_Task item_
Reproduce all the data verbatim.

_Collected data_

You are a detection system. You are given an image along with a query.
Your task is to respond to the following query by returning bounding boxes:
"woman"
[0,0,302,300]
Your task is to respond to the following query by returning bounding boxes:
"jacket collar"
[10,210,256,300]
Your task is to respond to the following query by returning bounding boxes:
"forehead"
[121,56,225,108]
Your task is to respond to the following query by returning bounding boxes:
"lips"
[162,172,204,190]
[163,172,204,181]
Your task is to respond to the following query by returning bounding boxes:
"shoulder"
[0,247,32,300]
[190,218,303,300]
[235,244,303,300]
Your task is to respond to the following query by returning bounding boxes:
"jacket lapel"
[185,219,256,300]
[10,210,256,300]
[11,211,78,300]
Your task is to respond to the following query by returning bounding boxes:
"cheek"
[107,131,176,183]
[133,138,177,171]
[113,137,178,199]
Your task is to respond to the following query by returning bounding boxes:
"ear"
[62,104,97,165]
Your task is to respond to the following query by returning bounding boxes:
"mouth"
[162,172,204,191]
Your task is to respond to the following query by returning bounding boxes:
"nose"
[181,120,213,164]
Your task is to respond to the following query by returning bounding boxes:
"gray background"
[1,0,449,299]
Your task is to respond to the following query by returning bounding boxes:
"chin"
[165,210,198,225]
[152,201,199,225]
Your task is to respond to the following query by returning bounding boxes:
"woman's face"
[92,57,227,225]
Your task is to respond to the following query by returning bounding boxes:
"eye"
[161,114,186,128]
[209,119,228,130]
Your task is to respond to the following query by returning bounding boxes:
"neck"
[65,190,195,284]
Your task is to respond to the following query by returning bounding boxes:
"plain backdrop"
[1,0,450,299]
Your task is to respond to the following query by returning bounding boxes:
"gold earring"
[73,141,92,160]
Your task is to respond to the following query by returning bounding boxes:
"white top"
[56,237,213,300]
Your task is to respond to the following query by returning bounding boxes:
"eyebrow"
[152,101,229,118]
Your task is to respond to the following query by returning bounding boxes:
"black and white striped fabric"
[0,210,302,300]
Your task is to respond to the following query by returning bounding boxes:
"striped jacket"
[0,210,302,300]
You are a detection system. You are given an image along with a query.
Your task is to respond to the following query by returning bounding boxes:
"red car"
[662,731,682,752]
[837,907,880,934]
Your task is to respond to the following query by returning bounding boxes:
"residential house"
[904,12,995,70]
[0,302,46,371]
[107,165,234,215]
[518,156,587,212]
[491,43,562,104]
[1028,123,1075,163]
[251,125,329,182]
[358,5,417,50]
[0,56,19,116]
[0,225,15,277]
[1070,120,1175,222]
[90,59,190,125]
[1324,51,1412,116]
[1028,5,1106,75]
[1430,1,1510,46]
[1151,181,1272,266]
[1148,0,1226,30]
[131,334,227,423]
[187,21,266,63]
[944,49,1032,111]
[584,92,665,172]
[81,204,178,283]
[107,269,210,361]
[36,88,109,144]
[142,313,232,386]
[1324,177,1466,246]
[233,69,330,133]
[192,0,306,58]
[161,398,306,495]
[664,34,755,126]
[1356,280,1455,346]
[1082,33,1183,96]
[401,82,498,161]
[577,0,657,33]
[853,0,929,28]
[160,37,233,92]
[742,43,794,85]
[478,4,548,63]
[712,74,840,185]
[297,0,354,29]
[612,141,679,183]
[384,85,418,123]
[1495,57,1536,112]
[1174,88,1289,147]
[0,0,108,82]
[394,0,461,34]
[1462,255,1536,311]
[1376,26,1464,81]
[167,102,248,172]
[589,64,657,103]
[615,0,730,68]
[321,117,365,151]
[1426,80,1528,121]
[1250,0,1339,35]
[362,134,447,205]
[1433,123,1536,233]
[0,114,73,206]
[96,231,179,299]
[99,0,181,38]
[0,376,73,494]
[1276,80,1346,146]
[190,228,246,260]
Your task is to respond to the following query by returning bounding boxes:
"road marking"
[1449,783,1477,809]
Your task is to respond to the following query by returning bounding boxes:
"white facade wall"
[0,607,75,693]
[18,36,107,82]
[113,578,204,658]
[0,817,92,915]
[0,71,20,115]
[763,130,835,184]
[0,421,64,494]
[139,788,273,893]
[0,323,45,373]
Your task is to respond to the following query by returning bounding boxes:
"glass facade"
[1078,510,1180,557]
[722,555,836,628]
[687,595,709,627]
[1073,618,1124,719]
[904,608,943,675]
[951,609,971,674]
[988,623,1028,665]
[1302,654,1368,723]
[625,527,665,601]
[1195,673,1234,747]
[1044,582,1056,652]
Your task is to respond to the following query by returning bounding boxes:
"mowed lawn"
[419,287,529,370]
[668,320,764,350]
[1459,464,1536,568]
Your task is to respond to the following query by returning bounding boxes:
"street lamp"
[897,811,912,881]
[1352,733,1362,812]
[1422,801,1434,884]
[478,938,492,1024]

_Response to this task_
You are a detection system. You are given an image along with a query.
Your task is to respond to the following query by returning bounding boxes:
"woman"
[0,0,302,300]
Your task is to respond to the following query by returning bounding boxes:
"jacket collar"
[10,210,256,300]
Your task is to respond to the following query by returning bounding boxes:
"forehead"
[121,56,225,108]
Your task is to respond to the following query by returning bounding boxes:
"lips"
[162,172,204,190]
[163,172,204,181]
Your task is to respond to the following query by returning bounding boxes:
"shoulder"
[0,247,32,300]
[190,218,303,300]
[235,244,303,300]
Your task is to respond to the following query by returning bounding boxes:
"jacket lapel"
[185,219,256,300]
[10,210,256,300]
[11,211,78,300]
Your task is to respond to the following query by returning bounding boxes:
"cheek"
[107,131,176,183]
[133,138,177,171]
[113,137,178,199]
Your task is to respond to the following query by returning bounding boxes:
"ear"
[62,104,97,165]
Your task is to respond to the following query by returning bounding boxes:
"mouth"
[162,172,204,191]
Your task is to respond to the following query by returning bounding boxes:
"nose"
[181,120,213,164]
Your task is to respond to the following query by returning bounding boxes:
"gray background"
[1,0,449,299]
Your task is to respond to the following query by returning bounding boxes:
"chin"
[165,210,198,225]
[152,201,199,225]
Your task is to respond to the following query by returning bounding boxes:
"woman's face"
[92,57,227,225]
Your task is to respond to the following query by returning bounding boxes:
"eye"
[161,114,186,128]
[209,119,228,130]
Your task is to respond to the following query by returning bounding boxes:
"neck"
[65,190,195,284]
Your task is to respond to the following query by returning bounding boxes:
"plain backdrop"
[1,0,450,299]
Your task is to respond to the following query by returning bounding boxes:
"gold earring"
[73,141,92,160]
Your task is to respond to the following query by returning bounding boxes:
"white top"
[56,237,213,300]
Your task is to respond to the following query by returning bounding boxes:
"eyebrow"
[152,101,229,118]
Your task is to respond to the following query by returning bounding boxes:
"black and white striped fabric"
[0,210,302,300]
Your task is to respond to the following query by returning bounding boxes:
"striped jacket"
[0,210,302,300]
You are a detection system. You are given an image along with a query.
Your task is to respond to the following query by returning bounding boxes:
"red car"
[662,731,682,752]
[837,907,880,934]
Your task is to respond to the following query by returning bounding boxes:
"residential house"
[904,12,995,70]
[0,302,46,371]
[107,165,234,215]
[518,156,587,212]
[491,43,562,104]
[1028,123,1075,163]
[251,125,329,182]
[358,5,417,50]
[0,56,19,116]
[0,225,15,277]
[1070,120,1175,222]
[90,59,190,125]
[1324,51,1412,116]
[1028,5,1106,75]
[1430,1,1510,46]
[1151,181,1272,266]
[1148,0,1226,30]
[131,334,227,423]
[187,21,266,63]
[944,49,1032,111]
[584,92,665,172]
[81,204,178,283]
[107,269,210,361]
[36,88,109,144]
[142,313,232,386]
[1324,177,1466,246]
[233,69,330,133]
[192,0,306,58]
[161,398,306,495]
[664,34,755,126]
[1356,280,1455,346]
[1082,33,1183,96]
[401,82,498,161]
[577,0,657,33]
[853,0,929,28]
[160,37,233,92]
[742,43,794,85]
[478,4,548,63]
[712,74,840,185]
[297,0,354,29]
[612,141,679,183]
[384,85,418,123]
[1495,57,1536,112]
[1174,88,1289,147]
[0,0,108,82]
[394,0,461,34]
[1462,255,1536,311]
[1376,26,1464,81]
[167,102,248,172]
[589,64,657,103]
[615,0,730,68]
[321,117,365,151]
[1426,80,1528,121]
[1250,0,1339,35]
[362,134,447,205]
[1433,123,1536,233]
[0,114,73,206]
[96,231,179,299]
[99,0,181,38]
[0,376,73,494]
[1276,80,1346,146]
[190,228,246,260]
Your task is to respond to the following query by returning bounding boxes:
"road marking"
[1449,783,1477,809]
Your task is to respond to the following query by returning bounding boxes:
"white facade wall"
[0,607,75,693]
[18,36,107,82]
[113,578,204,658]
[0,817,92,915]
[0,71,20,115]
[763,130,835,184]
[0,421,64,494]
[139,788,273,893]
[0,323,45,373]
Your task is to respond to the following query by returning bounding boxes:
"glass facade"
[1078,510,1180,557]
[722,555,836,628]
[687,595,709,627]
[1073,618,1124,719]
[904,608,943,675]
[951,609,971,674]
[988,623,1028,665]
[1302,654,1368,723]
[625,527,665,601]
[1195,673,1234,747]
[1044,582,1056,652]
Your task is to respond to the following query by returning bounding boxes:
"mowed lawn"
[419,287,529,370]
[668,320,764,350]
[1459,464,1536,568]
Your task is to respond to the following query by returning bounding boxes:
"street lamp"
[897,811,912,881]
[1352,733,1362,812]
[1422,801,1434,884]
[478,938,492,1024]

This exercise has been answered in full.